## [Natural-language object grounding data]
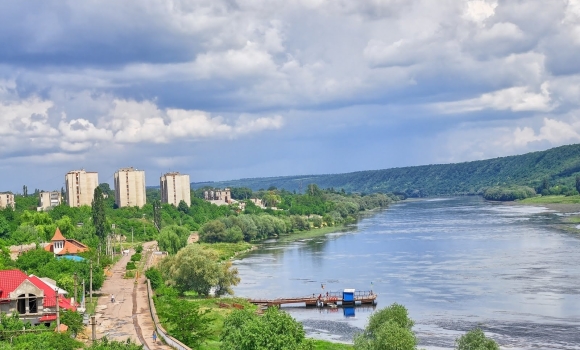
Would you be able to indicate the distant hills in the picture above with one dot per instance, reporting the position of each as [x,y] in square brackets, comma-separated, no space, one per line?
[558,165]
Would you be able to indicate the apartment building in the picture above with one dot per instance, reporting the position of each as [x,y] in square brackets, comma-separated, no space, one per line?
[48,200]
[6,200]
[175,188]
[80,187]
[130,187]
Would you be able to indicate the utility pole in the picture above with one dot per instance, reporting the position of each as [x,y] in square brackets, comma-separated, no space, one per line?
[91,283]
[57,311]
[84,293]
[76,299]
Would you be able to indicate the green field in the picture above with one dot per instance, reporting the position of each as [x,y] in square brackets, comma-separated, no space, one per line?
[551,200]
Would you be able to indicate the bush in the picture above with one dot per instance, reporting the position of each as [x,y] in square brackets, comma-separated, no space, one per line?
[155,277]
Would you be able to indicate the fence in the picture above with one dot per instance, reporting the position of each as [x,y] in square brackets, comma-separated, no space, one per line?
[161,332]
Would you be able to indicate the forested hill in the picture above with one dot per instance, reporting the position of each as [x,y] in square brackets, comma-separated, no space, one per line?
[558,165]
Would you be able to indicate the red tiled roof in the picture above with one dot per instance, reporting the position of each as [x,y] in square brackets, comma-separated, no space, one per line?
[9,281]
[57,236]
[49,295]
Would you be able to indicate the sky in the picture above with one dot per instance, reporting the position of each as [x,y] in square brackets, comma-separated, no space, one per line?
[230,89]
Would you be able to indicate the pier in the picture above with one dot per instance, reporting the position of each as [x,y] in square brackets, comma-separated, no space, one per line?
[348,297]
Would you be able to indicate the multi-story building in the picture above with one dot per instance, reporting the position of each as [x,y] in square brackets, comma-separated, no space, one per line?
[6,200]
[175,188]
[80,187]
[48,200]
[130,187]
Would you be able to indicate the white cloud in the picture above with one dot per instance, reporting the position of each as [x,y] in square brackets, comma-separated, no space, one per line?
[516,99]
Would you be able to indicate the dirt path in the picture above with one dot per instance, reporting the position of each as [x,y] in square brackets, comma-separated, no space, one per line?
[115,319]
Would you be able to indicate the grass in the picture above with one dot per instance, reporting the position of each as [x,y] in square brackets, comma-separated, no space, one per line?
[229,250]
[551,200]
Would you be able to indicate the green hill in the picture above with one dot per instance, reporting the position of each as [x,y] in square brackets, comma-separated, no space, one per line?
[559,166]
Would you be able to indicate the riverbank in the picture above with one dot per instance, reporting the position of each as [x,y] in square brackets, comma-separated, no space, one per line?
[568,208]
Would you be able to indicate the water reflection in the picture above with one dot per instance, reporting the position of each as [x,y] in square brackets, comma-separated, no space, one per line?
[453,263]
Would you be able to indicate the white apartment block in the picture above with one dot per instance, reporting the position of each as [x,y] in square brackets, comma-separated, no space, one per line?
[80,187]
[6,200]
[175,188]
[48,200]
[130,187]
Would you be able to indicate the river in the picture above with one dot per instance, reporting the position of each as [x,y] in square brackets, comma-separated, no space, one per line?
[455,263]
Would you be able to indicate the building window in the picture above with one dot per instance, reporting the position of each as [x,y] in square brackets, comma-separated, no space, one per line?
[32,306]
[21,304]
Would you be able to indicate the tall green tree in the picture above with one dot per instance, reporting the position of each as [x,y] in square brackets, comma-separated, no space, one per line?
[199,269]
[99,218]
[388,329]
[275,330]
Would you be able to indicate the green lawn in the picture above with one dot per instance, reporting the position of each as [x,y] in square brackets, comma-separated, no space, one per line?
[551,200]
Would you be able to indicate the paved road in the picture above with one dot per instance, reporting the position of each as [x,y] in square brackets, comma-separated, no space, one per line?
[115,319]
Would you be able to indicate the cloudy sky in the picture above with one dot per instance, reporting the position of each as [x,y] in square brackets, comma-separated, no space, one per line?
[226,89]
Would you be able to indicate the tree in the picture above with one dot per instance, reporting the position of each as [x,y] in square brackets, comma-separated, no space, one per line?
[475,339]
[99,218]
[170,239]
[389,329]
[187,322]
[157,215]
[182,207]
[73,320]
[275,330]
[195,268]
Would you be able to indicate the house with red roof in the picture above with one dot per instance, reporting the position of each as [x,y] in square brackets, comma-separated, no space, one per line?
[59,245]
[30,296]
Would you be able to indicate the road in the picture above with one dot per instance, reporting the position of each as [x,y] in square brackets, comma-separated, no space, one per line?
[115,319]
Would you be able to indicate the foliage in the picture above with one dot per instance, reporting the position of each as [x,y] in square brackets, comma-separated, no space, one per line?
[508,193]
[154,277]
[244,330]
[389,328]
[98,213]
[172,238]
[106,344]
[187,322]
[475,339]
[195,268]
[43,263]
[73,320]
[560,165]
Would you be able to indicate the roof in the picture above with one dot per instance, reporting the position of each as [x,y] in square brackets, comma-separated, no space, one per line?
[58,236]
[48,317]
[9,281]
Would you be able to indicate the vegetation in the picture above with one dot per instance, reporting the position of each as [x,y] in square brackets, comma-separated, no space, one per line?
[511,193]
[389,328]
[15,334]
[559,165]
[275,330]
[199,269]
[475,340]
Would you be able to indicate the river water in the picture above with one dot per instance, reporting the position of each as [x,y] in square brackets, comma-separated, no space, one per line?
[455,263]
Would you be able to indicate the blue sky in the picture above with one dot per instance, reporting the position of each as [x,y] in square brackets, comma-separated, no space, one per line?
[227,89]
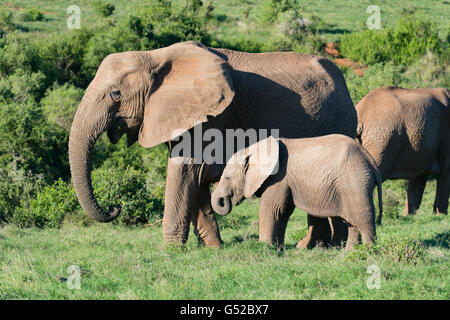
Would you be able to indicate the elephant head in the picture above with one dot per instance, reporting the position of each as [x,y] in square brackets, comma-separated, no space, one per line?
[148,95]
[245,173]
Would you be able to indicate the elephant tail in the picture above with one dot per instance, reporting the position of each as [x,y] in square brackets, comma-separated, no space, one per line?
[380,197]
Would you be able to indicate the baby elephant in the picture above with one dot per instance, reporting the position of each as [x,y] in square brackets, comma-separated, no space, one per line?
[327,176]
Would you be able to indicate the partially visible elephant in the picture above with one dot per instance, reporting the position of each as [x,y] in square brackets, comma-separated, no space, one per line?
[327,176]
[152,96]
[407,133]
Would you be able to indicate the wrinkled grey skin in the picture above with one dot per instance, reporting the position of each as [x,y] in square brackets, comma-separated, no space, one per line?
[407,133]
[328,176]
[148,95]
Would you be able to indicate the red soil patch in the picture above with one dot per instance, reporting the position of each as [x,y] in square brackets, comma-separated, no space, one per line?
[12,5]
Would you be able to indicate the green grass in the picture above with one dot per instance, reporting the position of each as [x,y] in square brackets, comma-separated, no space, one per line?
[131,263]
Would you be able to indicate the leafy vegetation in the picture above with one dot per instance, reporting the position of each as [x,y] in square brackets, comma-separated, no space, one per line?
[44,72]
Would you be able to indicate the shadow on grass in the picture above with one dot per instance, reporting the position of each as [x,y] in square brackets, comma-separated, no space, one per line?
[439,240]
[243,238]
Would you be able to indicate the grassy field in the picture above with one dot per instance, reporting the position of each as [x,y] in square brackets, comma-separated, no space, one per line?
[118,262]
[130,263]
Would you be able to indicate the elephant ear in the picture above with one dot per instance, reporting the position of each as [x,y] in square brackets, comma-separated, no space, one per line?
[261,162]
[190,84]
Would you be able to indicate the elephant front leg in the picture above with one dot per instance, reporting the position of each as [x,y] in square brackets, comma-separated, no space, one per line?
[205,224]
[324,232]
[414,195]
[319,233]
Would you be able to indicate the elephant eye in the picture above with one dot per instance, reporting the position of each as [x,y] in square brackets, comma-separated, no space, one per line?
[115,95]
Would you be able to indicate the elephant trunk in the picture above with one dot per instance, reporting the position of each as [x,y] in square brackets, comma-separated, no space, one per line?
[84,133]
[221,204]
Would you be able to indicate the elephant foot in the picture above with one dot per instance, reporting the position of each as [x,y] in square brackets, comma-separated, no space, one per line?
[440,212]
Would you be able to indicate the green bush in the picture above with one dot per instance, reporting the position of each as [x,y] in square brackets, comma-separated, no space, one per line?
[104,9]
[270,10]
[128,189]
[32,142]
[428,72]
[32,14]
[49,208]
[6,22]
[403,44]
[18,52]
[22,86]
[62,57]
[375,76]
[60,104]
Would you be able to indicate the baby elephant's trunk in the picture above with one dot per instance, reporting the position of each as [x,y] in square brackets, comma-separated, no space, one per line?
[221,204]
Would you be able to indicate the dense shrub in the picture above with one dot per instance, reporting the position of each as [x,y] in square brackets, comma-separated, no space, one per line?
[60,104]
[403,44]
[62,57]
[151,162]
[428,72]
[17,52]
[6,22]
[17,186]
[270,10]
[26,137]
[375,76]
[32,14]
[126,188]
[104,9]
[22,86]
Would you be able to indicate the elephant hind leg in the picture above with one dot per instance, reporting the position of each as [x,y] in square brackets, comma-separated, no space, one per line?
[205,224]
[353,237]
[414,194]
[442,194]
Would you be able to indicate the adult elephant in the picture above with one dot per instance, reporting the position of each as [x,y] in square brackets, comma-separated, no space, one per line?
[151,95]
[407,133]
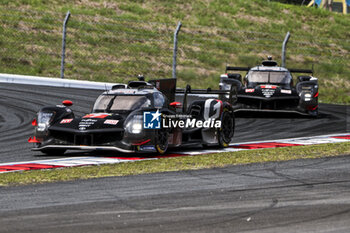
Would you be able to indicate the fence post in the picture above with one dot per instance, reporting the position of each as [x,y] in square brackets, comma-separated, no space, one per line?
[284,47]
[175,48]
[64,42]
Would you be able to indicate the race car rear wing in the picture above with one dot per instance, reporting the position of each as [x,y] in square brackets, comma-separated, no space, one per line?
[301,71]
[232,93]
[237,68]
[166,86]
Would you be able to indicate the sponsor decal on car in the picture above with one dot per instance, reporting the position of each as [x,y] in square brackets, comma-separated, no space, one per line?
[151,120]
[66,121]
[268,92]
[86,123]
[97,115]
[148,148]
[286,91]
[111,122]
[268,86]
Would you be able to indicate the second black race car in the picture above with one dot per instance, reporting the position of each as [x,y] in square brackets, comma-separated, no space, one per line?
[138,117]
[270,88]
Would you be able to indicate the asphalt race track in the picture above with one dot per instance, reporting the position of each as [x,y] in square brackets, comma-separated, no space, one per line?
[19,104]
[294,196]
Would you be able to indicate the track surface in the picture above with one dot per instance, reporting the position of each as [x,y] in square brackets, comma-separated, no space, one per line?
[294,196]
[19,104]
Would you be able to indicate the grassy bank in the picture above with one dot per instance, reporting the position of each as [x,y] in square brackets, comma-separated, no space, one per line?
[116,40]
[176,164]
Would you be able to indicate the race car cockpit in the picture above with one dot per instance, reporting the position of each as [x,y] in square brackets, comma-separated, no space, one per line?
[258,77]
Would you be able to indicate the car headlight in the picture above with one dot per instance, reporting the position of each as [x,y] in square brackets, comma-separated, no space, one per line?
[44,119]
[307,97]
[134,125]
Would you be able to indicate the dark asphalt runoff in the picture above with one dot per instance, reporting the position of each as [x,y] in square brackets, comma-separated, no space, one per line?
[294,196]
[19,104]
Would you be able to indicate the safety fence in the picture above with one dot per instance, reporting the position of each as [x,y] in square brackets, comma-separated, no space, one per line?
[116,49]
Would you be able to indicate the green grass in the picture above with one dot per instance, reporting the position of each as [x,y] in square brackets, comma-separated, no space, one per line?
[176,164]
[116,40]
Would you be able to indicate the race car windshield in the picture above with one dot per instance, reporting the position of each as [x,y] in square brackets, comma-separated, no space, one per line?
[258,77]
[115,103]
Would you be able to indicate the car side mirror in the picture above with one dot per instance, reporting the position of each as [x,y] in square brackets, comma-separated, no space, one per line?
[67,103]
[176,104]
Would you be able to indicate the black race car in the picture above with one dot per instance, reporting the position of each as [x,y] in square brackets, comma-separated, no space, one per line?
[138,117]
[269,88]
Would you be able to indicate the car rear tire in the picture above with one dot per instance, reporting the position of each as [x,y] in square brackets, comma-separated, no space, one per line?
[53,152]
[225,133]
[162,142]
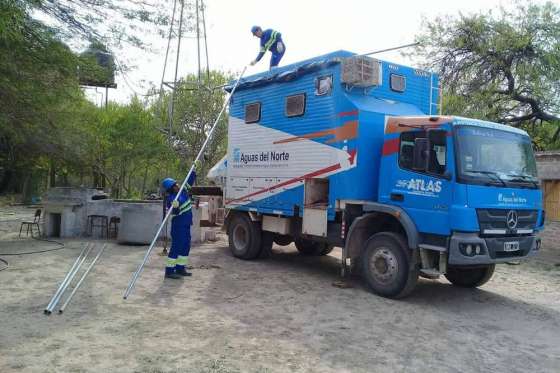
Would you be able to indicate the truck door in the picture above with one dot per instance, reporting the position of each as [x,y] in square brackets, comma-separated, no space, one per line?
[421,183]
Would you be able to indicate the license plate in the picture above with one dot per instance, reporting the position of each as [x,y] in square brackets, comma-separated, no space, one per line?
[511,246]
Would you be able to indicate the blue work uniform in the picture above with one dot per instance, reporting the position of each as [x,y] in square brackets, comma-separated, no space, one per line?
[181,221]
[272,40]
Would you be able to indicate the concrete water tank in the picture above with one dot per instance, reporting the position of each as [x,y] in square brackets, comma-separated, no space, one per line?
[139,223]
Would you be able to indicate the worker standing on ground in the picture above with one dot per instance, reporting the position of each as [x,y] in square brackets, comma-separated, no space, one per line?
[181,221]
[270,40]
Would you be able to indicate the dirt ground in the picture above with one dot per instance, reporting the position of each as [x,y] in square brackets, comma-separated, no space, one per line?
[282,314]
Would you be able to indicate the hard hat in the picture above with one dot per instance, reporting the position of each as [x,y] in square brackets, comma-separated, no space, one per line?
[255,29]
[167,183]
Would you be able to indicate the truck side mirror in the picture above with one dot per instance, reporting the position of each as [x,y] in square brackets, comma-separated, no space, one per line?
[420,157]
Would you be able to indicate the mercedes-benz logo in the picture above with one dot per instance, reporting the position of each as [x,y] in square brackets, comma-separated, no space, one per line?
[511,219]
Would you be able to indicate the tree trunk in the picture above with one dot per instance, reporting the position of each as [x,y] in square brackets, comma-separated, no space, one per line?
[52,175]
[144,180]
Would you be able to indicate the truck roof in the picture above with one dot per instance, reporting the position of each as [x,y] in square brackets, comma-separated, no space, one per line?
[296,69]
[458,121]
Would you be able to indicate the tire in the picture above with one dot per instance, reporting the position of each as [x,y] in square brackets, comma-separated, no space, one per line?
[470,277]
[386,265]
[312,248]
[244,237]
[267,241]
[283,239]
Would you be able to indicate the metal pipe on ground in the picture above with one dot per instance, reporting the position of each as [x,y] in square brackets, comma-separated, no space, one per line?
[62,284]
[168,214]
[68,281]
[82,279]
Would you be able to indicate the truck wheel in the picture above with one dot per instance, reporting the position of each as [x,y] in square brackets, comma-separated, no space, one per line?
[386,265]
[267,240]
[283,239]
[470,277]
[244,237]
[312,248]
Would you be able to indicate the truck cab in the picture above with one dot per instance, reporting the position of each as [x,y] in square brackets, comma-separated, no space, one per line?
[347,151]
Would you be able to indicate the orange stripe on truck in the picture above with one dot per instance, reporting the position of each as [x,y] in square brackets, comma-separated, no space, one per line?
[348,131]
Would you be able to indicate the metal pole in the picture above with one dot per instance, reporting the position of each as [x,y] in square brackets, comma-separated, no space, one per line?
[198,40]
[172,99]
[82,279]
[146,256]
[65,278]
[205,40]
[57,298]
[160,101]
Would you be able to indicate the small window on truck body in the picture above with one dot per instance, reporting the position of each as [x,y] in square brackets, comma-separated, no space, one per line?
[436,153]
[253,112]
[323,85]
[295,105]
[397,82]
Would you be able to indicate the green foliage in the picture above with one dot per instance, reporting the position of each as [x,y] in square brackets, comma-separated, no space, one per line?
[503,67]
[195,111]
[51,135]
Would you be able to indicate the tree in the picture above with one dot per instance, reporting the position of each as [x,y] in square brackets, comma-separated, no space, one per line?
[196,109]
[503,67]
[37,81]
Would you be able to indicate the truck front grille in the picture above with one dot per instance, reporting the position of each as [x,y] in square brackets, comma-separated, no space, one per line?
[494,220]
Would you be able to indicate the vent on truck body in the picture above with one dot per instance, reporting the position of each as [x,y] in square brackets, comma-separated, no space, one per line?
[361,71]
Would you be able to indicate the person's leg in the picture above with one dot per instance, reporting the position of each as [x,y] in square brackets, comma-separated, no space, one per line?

## [TASK REQUIREMENTS]
Output exactly the lines above, from the one holding "Would you be able to indicate the green foliage" through the end of the data, including the first and last.

## [RESPONSE BELOW]
Would you be able to indicate the green foliage in the picture above with one dot per instance, reporting the position of each as [x,y] in square brackets, comma-separated, no space, one per line?
[503,67]
[195,111]
[51,135]
Would you be able to indicate the tree in the picture above with one dot per instance, reporting the position of each as [x,y] in square brackets, comma-separated, no space, one per line?
[196,109]
[503,67]
[37,81]
Would you be able to indicate the truck front grille in the picture above with one dot per instance, reporting the position of each as [x,y] in square brackets, comma-separated, no space, one per line?
[494,220]
Would you be able to indicate the vent on truck body in the picture above with one dot per instance, reporting the position of each as [x,y] in square brackets, comma-separated, no space, one per line?
[361,71]
Would you be able to indicate the person's leg in the picture above with one dot per instance, reporting the position of each as [x,y] in square brackets, comma-separated, no space, one per line?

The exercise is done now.